→ Point annotation records:
================

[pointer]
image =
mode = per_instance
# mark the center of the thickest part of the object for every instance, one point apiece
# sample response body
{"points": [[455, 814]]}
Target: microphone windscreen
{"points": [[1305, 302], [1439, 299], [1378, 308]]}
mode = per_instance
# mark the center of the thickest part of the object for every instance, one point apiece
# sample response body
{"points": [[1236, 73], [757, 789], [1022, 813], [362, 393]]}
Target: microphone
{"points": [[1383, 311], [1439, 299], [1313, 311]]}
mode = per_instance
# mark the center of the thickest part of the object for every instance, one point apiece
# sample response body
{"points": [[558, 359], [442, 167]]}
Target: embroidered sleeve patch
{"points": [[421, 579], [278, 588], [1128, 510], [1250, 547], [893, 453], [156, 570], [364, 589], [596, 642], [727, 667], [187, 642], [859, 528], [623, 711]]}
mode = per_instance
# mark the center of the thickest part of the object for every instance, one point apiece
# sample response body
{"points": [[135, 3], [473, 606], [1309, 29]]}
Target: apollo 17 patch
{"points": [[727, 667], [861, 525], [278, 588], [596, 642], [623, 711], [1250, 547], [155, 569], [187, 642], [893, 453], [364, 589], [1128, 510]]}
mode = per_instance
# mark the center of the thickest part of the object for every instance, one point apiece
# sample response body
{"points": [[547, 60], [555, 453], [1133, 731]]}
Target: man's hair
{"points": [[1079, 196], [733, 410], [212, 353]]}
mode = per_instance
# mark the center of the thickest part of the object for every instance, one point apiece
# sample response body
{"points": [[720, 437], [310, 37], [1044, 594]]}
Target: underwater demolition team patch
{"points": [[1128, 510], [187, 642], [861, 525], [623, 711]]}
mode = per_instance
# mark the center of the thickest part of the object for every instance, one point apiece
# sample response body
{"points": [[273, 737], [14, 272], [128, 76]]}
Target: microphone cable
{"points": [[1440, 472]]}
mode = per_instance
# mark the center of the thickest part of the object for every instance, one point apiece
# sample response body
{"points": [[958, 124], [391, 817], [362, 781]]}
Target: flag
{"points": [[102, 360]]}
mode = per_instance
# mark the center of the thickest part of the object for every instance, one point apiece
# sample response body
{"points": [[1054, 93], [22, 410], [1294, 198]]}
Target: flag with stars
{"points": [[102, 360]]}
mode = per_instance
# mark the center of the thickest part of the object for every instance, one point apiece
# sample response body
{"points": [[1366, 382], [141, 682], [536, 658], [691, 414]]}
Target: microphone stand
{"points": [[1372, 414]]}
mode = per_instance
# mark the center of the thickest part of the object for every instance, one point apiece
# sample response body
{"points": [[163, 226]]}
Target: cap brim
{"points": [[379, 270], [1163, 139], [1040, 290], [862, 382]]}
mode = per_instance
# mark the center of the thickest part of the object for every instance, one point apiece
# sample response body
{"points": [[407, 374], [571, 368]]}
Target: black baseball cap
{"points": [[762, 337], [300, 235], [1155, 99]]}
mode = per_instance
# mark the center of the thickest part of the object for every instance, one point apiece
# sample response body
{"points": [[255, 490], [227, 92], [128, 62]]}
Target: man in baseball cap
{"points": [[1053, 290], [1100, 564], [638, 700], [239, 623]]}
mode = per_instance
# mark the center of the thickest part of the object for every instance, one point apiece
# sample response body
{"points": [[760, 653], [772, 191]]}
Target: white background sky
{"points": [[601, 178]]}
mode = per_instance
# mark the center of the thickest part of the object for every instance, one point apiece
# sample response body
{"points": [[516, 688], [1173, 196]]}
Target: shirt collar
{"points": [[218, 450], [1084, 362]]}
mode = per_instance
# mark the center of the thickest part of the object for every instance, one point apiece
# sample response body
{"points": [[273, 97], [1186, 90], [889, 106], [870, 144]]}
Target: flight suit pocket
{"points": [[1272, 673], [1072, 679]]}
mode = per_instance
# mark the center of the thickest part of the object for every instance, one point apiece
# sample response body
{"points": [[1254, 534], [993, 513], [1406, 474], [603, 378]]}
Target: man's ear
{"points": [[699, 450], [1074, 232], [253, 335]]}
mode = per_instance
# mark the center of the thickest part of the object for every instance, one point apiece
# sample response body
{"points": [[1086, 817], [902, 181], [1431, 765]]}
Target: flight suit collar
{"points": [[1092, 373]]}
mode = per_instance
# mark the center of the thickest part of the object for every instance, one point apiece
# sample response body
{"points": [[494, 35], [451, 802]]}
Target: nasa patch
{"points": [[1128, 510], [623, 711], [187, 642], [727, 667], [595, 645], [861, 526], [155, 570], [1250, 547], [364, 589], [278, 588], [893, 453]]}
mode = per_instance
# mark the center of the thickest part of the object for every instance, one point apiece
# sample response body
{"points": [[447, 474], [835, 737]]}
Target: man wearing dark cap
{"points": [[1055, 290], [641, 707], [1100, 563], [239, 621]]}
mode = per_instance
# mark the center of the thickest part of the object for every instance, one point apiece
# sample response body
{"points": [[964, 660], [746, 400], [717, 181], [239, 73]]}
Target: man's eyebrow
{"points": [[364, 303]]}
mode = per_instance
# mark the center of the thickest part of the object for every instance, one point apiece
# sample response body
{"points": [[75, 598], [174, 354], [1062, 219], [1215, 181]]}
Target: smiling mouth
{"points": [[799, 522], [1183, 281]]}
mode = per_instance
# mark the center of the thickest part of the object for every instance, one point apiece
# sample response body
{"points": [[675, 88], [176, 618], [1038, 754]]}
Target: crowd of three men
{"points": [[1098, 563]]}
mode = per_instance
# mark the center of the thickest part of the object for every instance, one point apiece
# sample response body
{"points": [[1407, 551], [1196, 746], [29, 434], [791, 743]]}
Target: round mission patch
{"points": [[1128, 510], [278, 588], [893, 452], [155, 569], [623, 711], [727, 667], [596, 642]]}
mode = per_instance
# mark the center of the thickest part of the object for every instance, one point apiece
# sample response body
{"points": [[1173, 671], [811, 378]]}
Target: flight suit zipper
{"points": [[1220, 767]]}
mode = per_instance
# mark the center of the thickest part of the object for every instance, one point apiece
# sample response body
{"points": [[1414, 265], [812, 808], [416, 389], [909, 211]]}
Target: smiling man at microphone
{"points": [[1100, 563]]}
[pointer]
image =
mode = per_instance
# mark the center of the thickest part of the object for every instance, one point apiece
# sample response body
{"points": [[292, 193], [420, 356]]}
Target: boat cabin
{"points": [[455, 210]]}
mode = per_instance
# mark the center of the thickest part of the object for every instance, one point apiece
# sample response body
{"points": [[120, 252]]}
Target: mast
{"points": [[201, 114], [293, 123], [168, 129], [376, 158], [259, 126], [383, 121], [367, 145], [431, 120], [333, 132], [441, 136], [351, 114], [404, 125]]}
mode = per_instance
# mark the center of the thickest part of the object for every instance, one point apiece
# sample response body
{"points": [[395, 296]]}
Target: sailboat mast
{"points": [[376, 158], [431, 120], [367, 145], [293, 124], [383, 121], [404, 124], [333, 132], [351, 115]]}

================

→ DO THIS:
Repeat each record exactly, leaving nothing out.

→ EXERCISE RESULT:
[pointer]
image =
mode = per_instance
# mark the center of the thickest part of the object for every instance, one point apiece
# sample response body
{"points": [[455, 814]]}
Target: microphone windscreen
{"points": [[1305, 302], [1439, 299], [1378, 308]]}
mode = per_instance
# mark the center of the thickest part of the object for every instance, one point apiece
# sample response body
{"points": [[1236, 73], [757, 789], [1022, 813], [362, 393]]}
Target: microphone
{"points": [[1383, 311], [1439, 299], [1313, 311]]}
mode = per_instance
# mark the center of the thickest part of the object for every instance, one point apiece
# sample response body
{"points": [[558, 359], [442, 167]]}
Target: embroidered sleeve patch
{"points": [[421, 579], [278, 588], [1128, 510], [1250, 547], [893, 453], [156, 570], [364, 589], [596, 642], [727, 667], [187, 642], [859, 528], [623, 711]]}
mode = per_instance
# mark the center of the thickest part of the object for every instance, one point apiece
# sample response body
{"points": [[135, 3], [473, 606], [1309, 29]]}
Target: apollo 17 patch
{"points": [[727, 667], [861, 525], [278, 588], [596, 642], [623, 711], [1250, 547], [155, 569], [187, 642], [893, 453], [364, 589], [1128, 510]]}
mode = per_instance
# mark the center of the thickest part of the object for every instance, one point apiece
# sample response body
{"points": [[547, 60], [555, 453], [1133, 731]]}
Target: man's hair
{"points": [[1079, 196], [733, 410], [212, 353]]}
mode = per_instance
# mark the center of the thickest part of the object for every instance, one point apiece
# sample response body
{"points": [[720, 437], [310, 37], [1044, 594]]}
Target: underwater demolition team patch
{"points": [[1128, 510], [187, 642], [861, 525], [623, 711]]}
mode = per_instance
# mark the center of the thickest part of the object for every instance, one point apiece
# sample response body
{"points": [[273, 737], [14, 272], [128, 76]]}
Target: microphone cable
{"points": [[1440, 472]]}
mode = per_instance
# mark the center of the thickest part of the object for every instance, one point apiece
# sample response body
{"points": [[958, 124], [391, 817], [362, 781]]}
Target: flag
{"points": [[102, 360]]}
mode = per_instance
# mark the center of the thickest part of the object for every instance, one point apiece
# sample response body
{"points": [[1054, 93], [22, 410], [1294, 198]]}
Target: flag with stars
{"points": [[102, 360]]}
mode = per_instance
# mark the center of the thickest part of the object for every instance, one point apiece
# sample response body
{"points": [[1366, 382], [141, 682], [536, 658], [691, 414]]}
Target: microphone stand
{"points": [[1372, 414]]}
mode = per_instance
# mark the center of the thickest part of the object for every instance, one point apiece
# sample response body
{"points": [[163, 226]]}
Target: cap brim
{"points": [[379, 270], [1163, 139], [1040, 290], [862, 382]]}
mode = per_instance
# mark the center of the thickest part of the object for every instance, one point apiece
# sample response body
{"points": [[407, 374], [571, 368]]}
Target: black baseball cap
{"points": [[762, 337], [300, 235], [1155, 99]]}
mode = per_instance
# mark the center of the thickest part of the object for every instance, one point apiece
# sample response body
{"points": [[255, 490], [227, 92], [128, 62]]}
Target: man in baseball cap
{"points": [[1053, 290], [1100, 564], [638, 700], [239, 623]]}
mode = per_instance
# mark the center of the thickest part of the object for every instance, one point apiece
# sample response body
{"points": [[760, 653], [772, 191]]}
Target: white background sky
{"points": [[601, 178]]}
mode = per_instance
# mark the center of the thickest part of the object for every instance, one point apiece
# sample response body
{"points": [[516, 688], [1173, 196]]}
Target: shirt collar
{"points": [[218, 450], [1084, 362]]}
mode = per_instance
# mark the center of the thickest part of the object for every instance, one point apiece
# sample response body
{"points": [[273, 97], [1186, 90], [889, 106], [870, 144]]}
Target: flight suit pocket
{"points": [[1272, 673], [1072, 679]]}
mode = per_instance
# mark the center of the thickest part of the object for every instance, one point apiece
# sample response body
{"points": [[1254, 534], [993, 513], [1406, 474], [603, 378]]}
Target: man's ear
{"points": [[699, 450], [1074, 232], [253, 335]]}
mode = per_instance
# mark the center of the thickest part of the object for every instance, one point apiece
# sample response body
{"points": [[1086, 817], [902, 181], [1431, 765]]}
Target: flight suit collar
{"points": [[1092, 373]]}
mode = per_instance
# mark the center of the thickest part of the object for every instance, one point apiece
# sample response body
{"points": [[494, 35], [451, 802]]}
Target: nasa patch
{"points": [[1128, 510], [623, 711], [187, 642], [727, 667], [595, 645], [861, 526], [155, 570], [1250, 547], [364, 589], [278, 588], [893, 453]]}
mode = per_instance
# mark the center of the thickest part of the object for every instance, one point apiece
# sample response body
{"points": [[447, 474], [835, 737]]}
Target: man wearing dark cap
{"points": [[1055, 290], [641, 707], [1100, 563], [239, 621]]}
mode = per_instance
# mark the center of the thickest part of the object for every instance, one point apiece
# sample response body
{"points": [[964, 660], [746, 400], [717, 181], [239, 73]]}
Target: man's eyebrow
{"points": [[364, 303]]}
mode = per_instance
# mark the center of the thickest part of the object for every instance, one point apiece
# sample response body
{"points": [[75, 598], [174, 354], [1062, 219], [1215, 181]]}
Target: smiling mouth
{"points": [[799, 522], [1183, 281]]}
mode = per_instance
# mark the center of the thickest part of the object for every instance, one point apiece
# sample response body
{"points": [[675, 88], [176, 618], [1038, 754]]}
Target: crowd of three men
{"points": [[1098, 563]]}
mode = per_instance
# mark the center of the thickest part of the object for every instance, one point apiece
# sample response body
{"points": [[1407, 551], [1196, 746], [29, 434], [791, 743]]}
Target: round mission patch
{"points": [[1128, 510], [278, 588], [893, 452], [155, 569], [623, 711], [727, 667], [596, 642]]}
mode = per_instance
# mark the center of the thickest part of the object for every instance, one point apiece
# sample response body
{"points": [[1173, 671], [811, 378]]}
Target: flight suit zipper
{"points": [[1220, 767]]}
mode = per_instance
# mark the center of the thickest part of the object for every instance, one point apiece
# sample response body
{"points": [[1414, 265], [812, 808], [416, 389], [909, 211]]}
Target: smiling man at microphone
{"points": [[1100, 563]]}
[pointer]
image =
mode = per_instance
# mark the center of the thickest part of the object for every instance, one point apiece
# sample response body
{"points": [[292, 193], [420, 356]]}
Target: boat cabin
{"points": [[455, 210]]}
mode = per_instance
# mark the center of the thickest part of the object for every instance, one point apiece
# sample response body
{"points": [[120, 252]]}
Target: mast
{"points": [[201, 114], [293, 123], [168, 129], [376, 158], [259, 126], [383, 121], [367, 145], [431, 120], [333, 132], [441, 136], [351, 114], [404, 125]]}
mode = per_instance
# mark the center of the thickest part of the object for every instance, one point apiece
# sample response body
{"points": [[395, 296]]}
Target: sailboat mast
{"points": [[376, 158], [431, 120], [367, 145], [293, 124], [383, 121], [404, 124], [333, 132], [351, 115]]}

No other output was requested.